» **Problem details**: This exercise asks for every line of the material that includes the word "frame".
[[ Records for the exercise, beginning ]]
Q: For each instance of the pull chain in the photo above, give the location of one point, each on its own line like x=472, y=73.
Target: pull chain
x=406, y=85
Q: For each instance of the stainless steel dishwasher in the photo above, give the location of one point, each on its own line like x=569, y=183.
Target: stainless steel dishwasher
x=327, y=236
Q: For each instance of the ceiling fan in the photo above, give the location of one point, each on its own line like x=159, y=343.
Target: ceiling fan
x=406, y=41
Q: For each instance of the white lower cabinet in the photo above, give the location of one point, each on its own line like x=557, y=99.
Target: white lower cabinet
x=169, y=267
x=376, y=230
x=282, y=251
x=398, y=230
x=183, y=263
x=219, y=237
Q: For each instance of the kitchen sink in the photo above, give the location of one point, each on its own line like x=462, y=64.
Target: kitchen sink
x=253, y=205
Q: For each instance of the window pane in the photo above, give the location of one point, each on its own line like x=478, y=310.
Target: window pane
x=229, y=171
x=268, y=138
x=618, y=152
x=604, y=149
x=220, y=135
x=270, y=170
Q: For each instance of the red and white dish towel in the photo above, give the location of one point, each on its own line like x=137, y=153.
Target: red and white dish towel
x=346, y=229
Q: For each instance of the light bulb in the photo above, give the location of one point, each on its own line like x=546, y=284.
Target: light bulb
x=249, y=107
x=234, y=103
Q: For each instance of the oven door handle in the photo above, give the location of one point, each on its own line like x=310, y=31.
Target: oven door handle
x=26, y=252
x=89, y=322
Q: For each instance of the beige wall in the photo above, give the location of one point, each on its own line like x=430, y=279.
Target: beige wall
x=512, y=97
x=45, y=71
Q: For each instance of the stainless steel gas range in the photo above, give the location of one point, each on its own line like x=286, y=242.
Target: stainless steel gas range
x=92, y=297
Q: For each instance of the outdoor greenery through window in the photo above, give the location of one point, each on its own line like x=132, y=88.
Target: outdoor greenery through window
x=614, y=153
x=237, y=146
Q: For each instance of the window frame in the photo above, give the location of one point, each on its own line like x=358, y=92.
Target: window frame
[[ Records for the exercise, end ]]
» **Output of the task**:
Q: For each instance of the window frame in the photo above, give the location of one point, each on its own line like x=358, y=92.
Target: window frame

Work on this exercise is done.